* _Information supplied_:
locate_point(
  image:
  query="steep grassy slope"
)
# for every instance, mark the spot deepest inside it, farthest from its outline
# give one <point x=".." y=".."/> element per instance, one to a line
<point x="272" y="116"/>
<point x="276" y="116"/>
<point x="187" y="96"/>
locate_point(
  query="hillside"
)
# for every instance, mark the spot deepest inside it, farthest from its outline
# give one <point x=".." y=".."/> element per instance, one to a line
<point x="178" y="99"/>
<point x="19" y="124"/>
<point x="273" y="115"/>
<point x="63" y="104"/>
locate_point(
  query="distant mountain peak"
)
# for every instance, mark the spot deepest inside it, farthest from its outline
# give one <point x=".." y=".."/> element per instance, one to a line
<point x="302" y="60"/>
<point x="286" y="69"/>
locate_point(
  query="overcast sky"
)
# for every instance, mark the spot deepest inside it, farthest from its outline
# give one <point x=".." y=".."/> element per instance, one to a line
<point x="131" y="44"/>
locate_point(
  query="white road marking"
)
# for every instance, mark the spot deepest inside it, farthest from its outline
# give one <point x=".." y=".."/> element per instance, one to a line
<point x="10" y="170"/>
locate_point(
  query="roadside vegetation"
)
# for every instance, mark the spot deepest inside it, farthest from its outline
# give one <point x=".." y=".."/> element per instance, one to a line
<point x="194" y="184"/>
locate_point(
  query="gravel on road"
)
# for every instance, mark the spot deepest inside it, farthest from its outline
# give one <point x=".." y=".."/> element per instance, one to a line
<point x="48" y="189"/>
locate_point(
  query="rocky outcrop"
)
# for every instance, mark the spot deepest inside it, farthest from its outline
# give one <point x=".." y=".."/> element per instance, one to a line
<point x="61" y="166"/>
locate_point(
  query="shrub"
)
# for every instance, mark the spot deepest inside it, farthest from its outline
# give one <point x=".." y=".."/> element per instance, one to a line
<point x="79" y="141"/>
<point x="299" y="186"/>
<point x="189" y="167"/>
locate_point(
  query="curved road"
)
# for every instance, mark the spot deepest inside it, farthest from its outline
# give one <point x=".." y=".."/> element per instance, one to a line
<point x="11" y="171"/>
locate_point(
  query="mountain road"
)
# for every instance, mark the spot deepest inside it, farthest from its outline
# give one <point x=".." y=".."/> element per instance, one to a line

* _Task to complete_: Your task is to print the whole listing again exactly.

* _Expected output_:
locate_point(
  image:
  query="steep grassy slope"
)
# for every instance, mark the spot deepest inside it, farthest from its outline
# give one <point x=".." y=".."/> element per instance, one to a line
<point x="272" y="116"/>
<point x="276" y="116"/>
<point x="187" y="96"/>
locate_point(
  query="hillside"
)
# for every instance, mark the spot deepest inside it, farthest from its outline
# give one <point x=".." y=".."/> element per instance, one to a line
<point x="178" y="99"/>
<point x="19" y="124"/>
<point x="273" y="115"/>
<point x="63" y="104"/>
locate_point(
  query="distant mountain peak"
)
# for every instance, mark the spot deepest inside it, farthest from its outline
# give one <point x=".." y=".."/> element per instance, one to a line
<point x="302" y="60"/>
<point x="286" y="69"/>
locate_point(
  query="overcast sky"
)
# for every instance, mark the spot deepest inside it, farthest from its outline
# give one <point x=".." y=".."/> element per instance, one to a line
<point x="131" y="44"/>
locate_point(
  query="white road marking"
)
# for every instance, mark the spot deepest inside it, farthest from its outline
# give one <point x=".." y=".."/> element per instance, one to a line
<point x="10" y="170"/>
locate_point(
  query="roadside vegetation"
)
# for every instance, mark the spot deepest inside it, farthest from its outline
# give one <point x=".." y=".."/> element per instance, one to a line
<point x="194" y="184"/>
locate_point(
  query="gravel on road"
)
# for every instance, mark the spot deepest inside it, farthest from its outline
# give one <point x=".." y=".."/> element per instance, one to a line
<point x="48" y="189"/>
locate_point(
  query="rocky outcrop"
)
# for every instance, mark the spot deepest inside it, farthest from its outline
# give one <point x=".." y=".."/> element per instance, one to a line
<point x="61" y="166"/>
locate_point(
  query="shrub"
)
# for every instance, mark the spot deepest inside it, farthest from its outline
# give one <point x=".." y=".."/> element per instance, one to a line
<point x="79" y="141"/>
<point x="299" y="186"/>
<point x="189" y="167"/>
locate_point(
  query="curved road"
)
# for every instance, mark the spot deepest inside it, farthest from its outline
# give one <point x=".." y=".."/> element per instance, one to a line
<point x="11" y="171"/>
locate_point(
  query="mountain road"
)
# for every instance, mark the spot deepest inside it, farthest from its outline
# give one <point x=".." y=".."/> element per instance, one to a line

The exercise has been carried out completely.